**TASK PROMPT**
Copy out every entry below, changing each "photograph" to "image" and keeping everything else the same. Leave the pictures out.

-- -- --

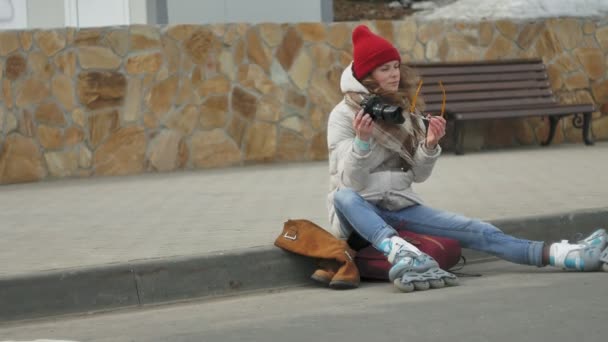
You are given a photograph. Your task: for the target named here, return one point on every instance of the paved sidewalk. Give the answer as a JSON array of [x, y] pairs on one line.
[[87, 222]]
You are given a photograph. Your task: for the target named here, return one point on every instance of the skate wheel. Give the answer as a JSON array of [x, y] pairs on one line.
[[421, 285], [403, 287], [451, 281], [437, 283]]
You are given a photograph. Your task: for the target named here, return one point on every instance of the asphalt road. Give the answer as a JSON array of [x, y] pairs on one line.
[[507, 303]]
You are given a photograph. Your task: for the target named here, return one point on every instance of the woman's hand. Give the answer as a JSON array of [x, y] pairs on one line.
[[435, 132], [363, 126]]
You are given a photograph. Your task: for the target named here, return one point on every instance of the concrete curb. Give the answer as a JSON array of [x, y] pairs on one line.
[[163, 280]]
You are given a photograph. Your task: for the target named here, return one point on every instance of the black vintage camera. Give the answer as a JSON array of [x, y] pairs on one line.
[[374, 106]]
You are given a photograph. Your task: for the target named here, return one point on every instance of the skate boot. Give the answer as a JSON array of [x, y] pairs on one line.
[[599, 238], [413, 269], [583, 256], [604, 259]]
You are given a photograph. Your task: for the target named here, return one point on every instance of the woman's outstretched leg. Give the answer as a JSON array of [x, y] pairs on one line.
[[483, 236], [411, 268]]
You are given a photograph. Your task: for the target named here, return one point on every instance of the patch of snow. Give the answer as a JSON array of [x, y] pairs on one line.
[[467, 10], [395, 4], [424, 5]]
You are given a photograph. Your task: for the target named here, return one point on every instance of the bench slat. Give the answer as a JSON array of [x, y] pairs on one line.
[[506, 112], [469, 106], [487, 62], [482, 95], [516, 76], [477, 69], [428, 89]]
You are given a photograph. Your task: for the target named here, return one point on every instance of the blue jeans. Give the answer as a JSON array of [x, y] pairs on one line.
[[375, 224]]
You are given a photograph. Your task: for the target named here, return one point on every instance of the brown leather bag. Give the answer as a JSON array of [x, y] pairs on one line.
[[305, 238]]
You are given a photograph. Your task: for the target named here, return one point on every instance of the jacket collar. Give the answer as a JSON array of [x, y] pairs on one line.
[[348, 82]]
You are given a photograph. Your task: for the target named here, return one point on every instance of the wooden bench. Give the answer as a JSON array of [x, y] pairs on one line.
[[497, 90]]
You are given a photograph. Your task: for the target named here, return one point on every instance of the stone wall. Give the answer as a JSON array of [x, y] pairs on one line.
[[126, 100]]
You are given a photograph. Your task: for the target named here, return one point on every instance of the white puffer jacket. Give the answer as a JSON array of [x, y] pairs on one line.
[[375, 174]]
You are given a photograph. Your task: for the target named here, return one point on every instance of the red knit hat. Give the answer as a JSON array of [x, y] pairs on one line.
[[370, 51]]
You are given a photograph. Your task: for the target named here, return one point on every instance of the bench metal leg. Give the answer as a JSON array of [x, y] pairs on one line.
[[587, 129], [459, 137], [553, 121]]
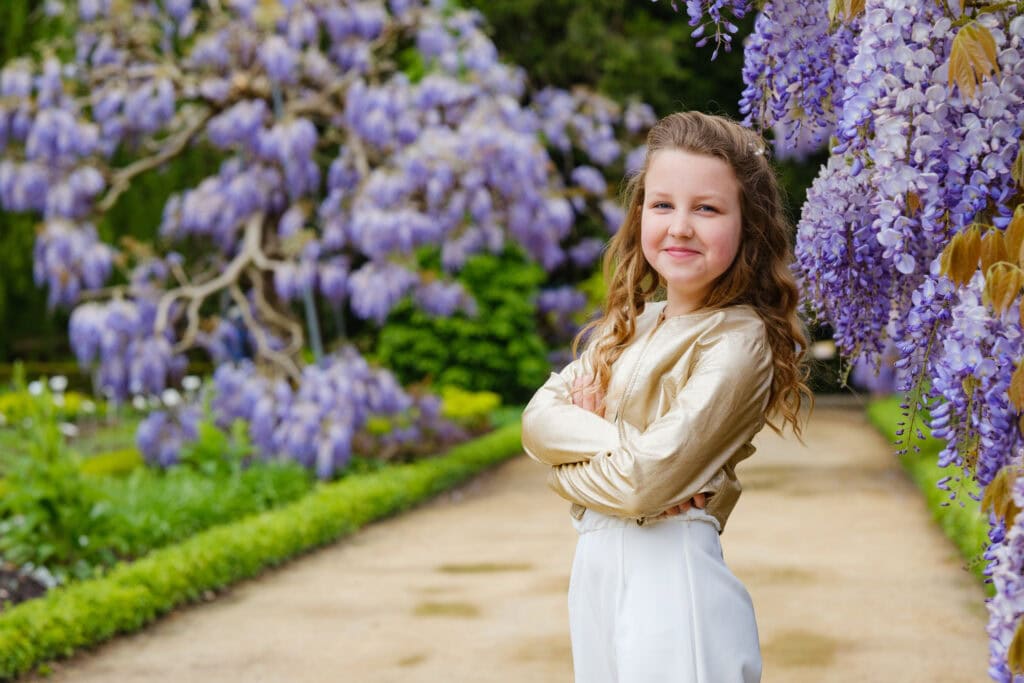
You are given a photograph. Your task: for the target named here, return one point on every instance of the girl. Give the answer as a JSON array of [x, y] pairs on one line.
[[644, 430]]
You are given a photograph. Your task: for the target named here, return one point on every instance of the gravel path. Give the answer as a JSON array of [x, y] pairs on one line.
[[850, 579]]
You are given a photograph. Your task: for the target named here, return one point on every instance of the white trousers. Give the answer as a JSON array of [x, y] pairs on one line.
[[656, 603]]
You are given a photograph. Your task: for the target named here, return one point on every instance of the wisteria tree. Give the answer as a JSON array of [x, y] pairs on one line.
[[353, 135], [912, 231]]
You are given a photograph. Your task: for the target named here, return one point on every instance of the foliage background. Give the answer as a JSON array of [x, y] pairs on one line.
[[628, 50]]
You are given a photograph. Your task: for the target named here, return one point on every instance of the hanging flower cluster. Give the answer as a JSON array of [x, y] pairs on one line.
[[911, 235], [352, 135]]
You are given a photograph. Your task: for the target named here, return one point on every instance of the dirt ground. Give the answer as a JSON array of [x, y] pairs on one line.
[[850, 580]]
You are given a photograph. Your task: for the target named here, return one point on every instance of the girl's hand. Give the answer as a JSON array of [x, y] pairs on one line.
[[698, 500], [587, 395]]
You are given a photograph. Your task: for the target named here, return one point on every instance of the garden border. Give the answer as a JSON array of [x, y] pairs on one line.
[[968, 530], [130, 596]]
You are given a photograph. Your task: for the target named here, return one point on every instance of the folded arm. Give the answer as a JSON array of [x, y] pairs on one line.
[[717, 411], [555, 431]]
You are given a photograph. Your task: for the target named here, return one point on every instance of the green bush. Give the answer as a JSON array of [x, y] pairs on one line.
[[15, 406], [51, 514], [962, 521], [500, 350], [109, 463], [470, 409], [132, 595]]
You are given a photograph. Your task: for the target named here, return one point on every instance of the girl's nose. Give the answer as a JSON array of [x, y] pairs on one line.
[[680, 226]]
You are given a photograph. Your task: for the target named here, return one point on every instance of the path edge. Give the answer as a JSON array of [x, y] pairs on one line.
[[131, 596]]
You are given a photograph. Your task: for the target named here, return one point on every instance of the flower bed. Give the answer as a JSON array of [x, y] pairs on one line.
[[132, 595]]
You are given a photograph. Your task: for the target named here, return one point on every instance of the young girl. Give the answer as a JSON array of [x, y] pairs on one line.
[[644, 430]]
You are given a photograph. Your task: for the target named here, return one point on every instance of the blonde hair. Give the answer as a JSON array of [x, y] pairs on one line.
[[759, 275]]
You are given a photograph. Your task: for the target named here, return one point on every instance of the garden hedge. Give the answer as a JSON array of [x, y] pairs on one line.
[[131, 596], [966, 526]]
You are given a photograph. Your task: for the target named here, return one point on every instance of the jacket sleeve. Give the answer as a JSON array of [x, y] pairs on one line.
[[715, 414], [555, 431]]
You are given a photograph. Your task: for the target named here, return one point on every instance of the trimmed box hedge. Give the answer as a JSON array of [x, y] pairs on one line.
[[130, 596], [966, 526]]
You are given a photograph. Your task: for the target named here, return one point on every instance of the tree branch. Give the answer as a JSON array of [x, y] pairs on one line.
[[262, 345], [123, 177]]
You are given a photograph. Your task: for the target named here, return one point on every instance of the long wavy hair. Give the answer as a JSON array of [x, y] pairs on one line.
[[759, 275]]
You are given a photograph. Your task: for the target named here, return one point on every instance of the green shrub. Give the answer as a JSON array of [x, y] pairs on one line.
[[51, 514], [500, 350], [109, 463], [132, 595], [15, 406], [962, 521], [470, 409]]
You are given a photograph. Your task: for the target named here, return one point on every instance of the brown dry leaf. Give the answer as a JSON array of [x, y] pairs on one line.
[[965, 250], [1014, 236], [972, 57], [1003, 285], [993, 249]]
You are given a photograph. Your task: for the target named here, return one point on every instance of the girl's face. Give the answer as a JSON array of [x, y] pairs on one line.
[[690, 224]]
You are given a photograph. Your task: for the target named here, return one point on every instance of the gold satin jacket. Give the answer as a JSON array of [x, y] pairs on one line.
[[685, 398]]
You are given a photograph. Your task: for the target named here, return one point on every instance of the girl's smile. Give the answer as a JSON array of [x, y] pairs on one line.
[[690, 224]]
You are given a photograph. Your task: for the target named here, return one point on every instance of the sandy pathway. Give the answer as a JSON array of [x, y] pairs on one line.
[[850, 580]]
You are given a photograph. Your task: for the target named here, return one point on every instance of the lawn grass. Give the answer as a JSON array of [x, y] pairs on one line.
[[134, 594]]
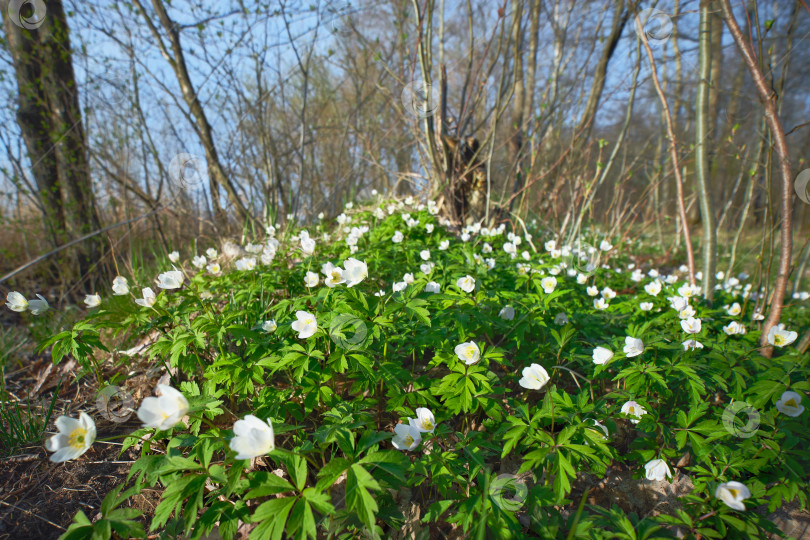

-- -- --

**EXERCISE SOLUTION**
You are given a image. Your task: for the target named here, return one point on every instance of the paved sidewalk. Give the answer as a JSON array of [x, y] pairs on one line.
[[87, 222]]
You are given a image. Your task: for the target named here, return one point on every instance of the skate wheel. Give the answer as a JSON array of [x, y] pairs on one line.
[[421, 285], [403, 287], [451, 281], [437, 283]]
You are given a image. Your task: for the target named here, return one point on every instance of the asphalt road. Give the answer as a JSON array of [x, y] pairs on one line.
[[507, 303]]
You are given a image. Your task: for the target named here, return one point on every instance of the woman's hand. Give the answer as a JSON array of [x, y] pairs on one line.
[[435, 132], [363, 126]]
You are given a image. Your task: for the target named here, return one point on every instance of the concrete curb. Give the answer as a JSON array of [x, y] pairs on one line.
[[163, 280]]
You are given a image. Your task: for the target named here, return one point on every instance of the black vintage camera. Give the answer as a JSON array of [x, y] pairs on one line.
[[374, 106]]
You are given a image. Your task: for the target named here, return one point on every instance of the skate boot. Give the answer as a JSON array of [x, y] pairs on one line.
[[599, 238], [413, 269], [583, 256], [604, 259]]
You are given a image. Your task: for the target named here, return one point on every instance of the woman's outstretched leg. Give the answer as a JSON array of [x, y] pairs on one line.
[[483, 236], [411, 268]]
You are given a image. Your task: for the target named here, return one point on every instance of the patch of snow. Give the answer as a JSON array of [x, y] pairs on one line.
[[467, 10], [395, 4], [424, 5]]
You are given a image. Your task: for the target named here, return one point on every instance of the bench slat. Give the answer as a JSON array of [x, y] pairs on one line.
[[506, 112], [469, 106], [487, 62], [482, 95], [516, 76], [477, 69], [428, 89]]
You are given a image. Your task: for the target named here, return one point on every instance of the blue jeans. Give the answer as a JSON array of [x, y] pairs on one line.
[[375, 224]]
You are given a image. Your task: for the target named here, return one point on every instance of the brown leather bag. Give the answer as a JSON array of [x, y] pairs on one line.
[[305, 238]]
You are given a image. Your task: for the target named here, return one point on every instance of the jacket collar. Give the answer as a JSON array of [x, y] pairs on one line.
[[348, 82]]
You are given a image. Your task: for the target named here, return one point on every instance of the wooden bench. Give the answer as a JSON array of [x, y] pairs on one line.
[[497, 90]]
You are given a image. Your task: for the target named here, return one point on every instance of the stone wall. Give the answer as a JSON array of [x, y] pairs on one line.
[[126, 100]]
You are given a image. Your task: for the target named here, return one point on every instance of the white puffer jacket. Give the answer as a JSON array of [x, y] pairs on one line.
[[375, 174]]
You are given a image. Your task: for the target named here, return one point on every instance of the red knit hat. Give the answer as a JSON array of [x, y] pairs on one line.
[[370, 51]]
You are given a image. Your task: for the target named here, return one point on every instance of the bench metal leg. Give the answer as a JSON array of [x, y] pairs on one line.
[[587, 129], [459, 137], [553, 121]]
You are given a image. Your task: for the target named here, return one point on every instance of the girl. Give the answer as a JSON array of [x, y] pairs on one line.
[[644, 430]]
You are given a image. Your task: for the target named here, return one point on every instance of the gravel path. Give the answer as a JSON array of [x, y] pairs on one line.
[[850, 579]]
You are given a image. Your task: for the target named here, return one point on every instance of the white trousers. Give the answer as a JSON array of [x, y] pairs on one line.
[[656, 603]]
You are given a image. Your task: for the target named here, return one point on every instance of the wisteria tree. Give the answer as a JSON array of [x, y] pairs on one line.
[[353, 135], [912, 231]]
You are given a image. Your task: for the target named here, return one point on every instance of the foliage background. Give the answer as a JSON array of [x, y] pairs on one line.
[[628, 50]]
You are given a image. Your task: for the target named here, return one point on every instance of the hanging flower cluster. Give the answer as a JSON array of [x, y] pairs on one line.
[[911, 235], [352, 135]]
You are given a image. Your task: for the target named here, return one point on every instance of the dirt ground. Give the answer as a JSON array of [x, y] pairs on one line.
[[850, 580]]
You are given a image. Your task: for the target named here, return one point on every instance of the girl's hand. Give the answer as a JSON array of [x, y] pairs on one line.
[[698, 500], [587, 395]]
You are given a image. Your task: for the target named here, return one point on every instance of the garden border. Give the answer as a JSON array of [x, y] pairs on one line.
[[968, 530], [130, 596]]
You are given a image. Your task: for the target named here, return one point on every instance of the folded arm. Give the answer as a JSON array of [x, y] pairs on one line.
[[717, 411], [555, 431]]
You are given a image. Your task: for the target named here, return one point on every instance of the green bush. Give the answer as a JSON array of [x, y] pairs on one line.
[[15, 406], [51, 514], [962, 521], [500, 350], [109, 463], [470, 409], [132, 595]]
You are given a image. Your task: for the target named here, return one point on every instance of the girl's nose. Give the answer as a JSON array of [x, y] pairs on one line.
[[680, 226]]
You are given a image. Your task: for the target named here, return one point on every instance of the path edge. Give the answer as a JSON array of [x, y] pairs on one line.
[[131, 596]]
You are given a image. Your task: for the target named here, return one point on every instance of the flower bed. Give the answer as a JSON array of [x, y] pairs on one line.
[[132, 595]]
You are given a image. Your task: for the target named here, return one point on every instance of the young girl. Give the answer as a JSON array of [x, y] pairs on one line.
[[644, 430]]
You are given a image. Your task: for the target named here, return one point on every instance of the blonde hair. Give the answer as a JSON array of [x, y] pairs on one line.
[[759, 275]]
You are given a image. Your task: for the target named here, return one point on every instance of the garden hedge. Give the answer as a JSON array of [x, y] pairs on one line.
[[131, 596], [966, 526]]
You are given a image. Your task: for the target named here, return one point on every instance of the jacket sleeve. Give the answer as a JSON array of [x, y] pairs on one line.
[[715, 414], [555, 431]]
You are given a image. Your task: for the target named here, return one point on every instance of the trimmed box hedge. Give the answer as a JSON array of [x, y] pairs on one line.
[[130, 596], [966, 526]]
You are given a image. Your task: for the target named here, return one point on every instance of the tree branch. Give the answer as a JSON array of [x, y] pairs on one line.
[[262, 345], [123, 177]]
You are given a image. Your task: for the target named here, return one point on every instance of the long wavy hair. Give the answer as a JSON array of [x, y] pairs on one line.
[[759, 275]]
You are given a image. Your task: for the target named here, return one point on every instance of the green shrub. Give the answer as a JSON array of [x, y] pairs on one line.
[[51, 514], [500, 350], [109, 463], [132, 595], [15, 406], [962, 521], [470, 409]]
You are given a image. Your task: for the target named here, return one point on every instance of the brown dry leaf. Give the answer as a JSON array of [x, y] pairs on one line.
[[965, 250], [1014, 236], [972, 57], [1003, 285], [993, 249]]
You are given a image. Your task: for the target named here, return one point on every instance of the girl's face. Give the answer as a JSON array of [x, y] pairs on one line.
[[690, 224]]
You are given a image. Your task: for the target named here, return one point on every instance of the gold satin jacket. Give the answer as a JSON array of [x, y] pairs on one line.
[[685, 398]]
You are given a image. Your task: for the target named here, return one point on every instance of the girl's smile. Give the answer as a JSON array of [x, y] pairs on one line.
[[690, 224]]
You are given a image. Your task: for the target named here, return one point on every instance of the sandy pathway. Give the answer as a JSON array of [x, y] pairs on one line.
[[850, 580]]
You are given a image. Your task: for the target named here, return one point on every instance of the lawn grass. Give the answer as a JSON array of [x, y] pairs on one line.
[[134, 594]]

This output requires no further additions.